→ **DIRECTIVE**:
Copy out the listing below verbatim, every line, with no changes.
[DATA TO PROCESS start]
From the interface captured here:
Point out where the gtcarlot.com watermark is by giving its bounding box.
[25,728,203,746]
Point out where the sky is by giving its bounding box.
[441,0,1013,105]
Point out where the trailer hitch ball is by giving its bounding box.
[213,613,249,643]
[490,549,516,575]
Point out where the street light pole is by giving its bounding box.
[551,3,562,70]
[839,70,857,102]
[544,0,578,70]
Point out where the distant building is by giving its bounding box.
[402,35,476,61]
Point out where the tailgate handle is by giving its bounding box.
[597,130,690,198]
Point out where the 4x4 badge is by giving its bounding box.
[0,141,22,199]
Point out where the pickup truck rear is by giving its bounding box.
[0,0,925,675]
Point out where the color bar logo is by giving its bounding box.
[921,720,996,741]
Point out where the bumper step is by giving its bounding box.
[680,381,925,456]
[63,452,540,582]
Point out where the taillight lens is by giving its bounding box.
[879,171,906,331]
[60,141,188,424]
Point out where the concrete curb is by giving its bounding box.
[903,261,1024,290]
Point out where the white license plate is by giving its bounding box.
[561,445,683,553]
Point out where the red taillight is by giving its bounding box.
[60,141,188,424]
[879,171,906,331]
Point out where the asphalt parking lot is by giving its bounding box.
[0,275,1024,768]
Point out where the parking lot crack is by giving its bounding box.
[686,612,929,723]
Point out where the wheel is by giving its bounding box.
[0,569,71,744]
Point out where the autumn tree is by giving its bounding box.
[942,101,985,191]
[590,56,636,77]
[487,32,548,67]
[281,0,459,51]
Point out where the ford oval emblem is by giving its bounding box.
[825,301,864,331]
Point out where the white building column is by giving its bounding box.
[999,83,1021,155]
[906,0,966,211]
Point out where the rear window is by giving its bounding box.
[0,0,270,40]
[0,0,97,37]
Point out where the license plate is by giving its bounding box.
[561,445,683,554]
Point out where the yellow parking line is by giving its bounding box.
[DATA TO PROCESS end]
→ **ANSWER FOR THIS EXERCISE**:
From the interface captured here:
Point out where the gtcarlot.com watermark is by giving its bounding box.
[25,728,203,746]
Point out where the sky is by giving its bounding box.
[441,0,1013,105]
Point out where the trailer hitch ball is by giving its bounding box.
[213,613,249,643]
[490,549,516,575]
Point out where the street light pole is by giving its bounding box.
[551,3,562,70]
[839,70,857,102]
[544,0,578,70]
Point out where the distant building is by giving its bounding box.
[402,35,476,61]
Point out where the tailgate handle is by giving its bounding box.
[597,130,690,198]
Point out where the 4x4 badge is by giving its bounding box.
[0,141,22,199]
Point out where the pickup truck rear is by giving its bounding box.
[0,0,925,675]
Point out where the color bar logo is by giving its bounding box.
[921,720,996,741]
Point out where the bumper step is by giving its bounding box.
[680,381,925,456]
[63,452,540,582]
Point out where the taillight lens is by giving its bounding box.
[879,171,906,331]
[60,141,188,424]
Point out where the concrete curb is by giving its bounding box.
[903,261,1024,290]
Point out where the white license plate is by giving its bounding box.
[561,445,683,553]
Point out where the red taillight is by giving its bounding box.
[60,141,188,424]
[879,171,906,331]
Point out where the asphalt parking lot is by giving its bounding box.
[0,275,1024,768]
Point out where the parking lot crack is by giving its bounding box.
[686,612,929,723]
Point out where the wheel is by giving its bounding box.
[0,569,71,744]
Point out where the autumn tree is by giving its bounding box.
[942,101,985,191]
[590,56,636,77]
[487,32,548,67]
[281,0,459,51]
Point out where the ford oval emblem is by giving its bounding box.
[825,301,864,331]
Point out where the white building column is by giving its bounding box.
[999,83,1021,155]
[906,0,966,211]
Point out where the rear window is by giving its bounding box.
[0,0,270,40]
[0,0,97,37]
Point out where the license plate is by giving its bounding box.
[561,445,683,554]
Point out where the yellow parking line is by giving its bounding box.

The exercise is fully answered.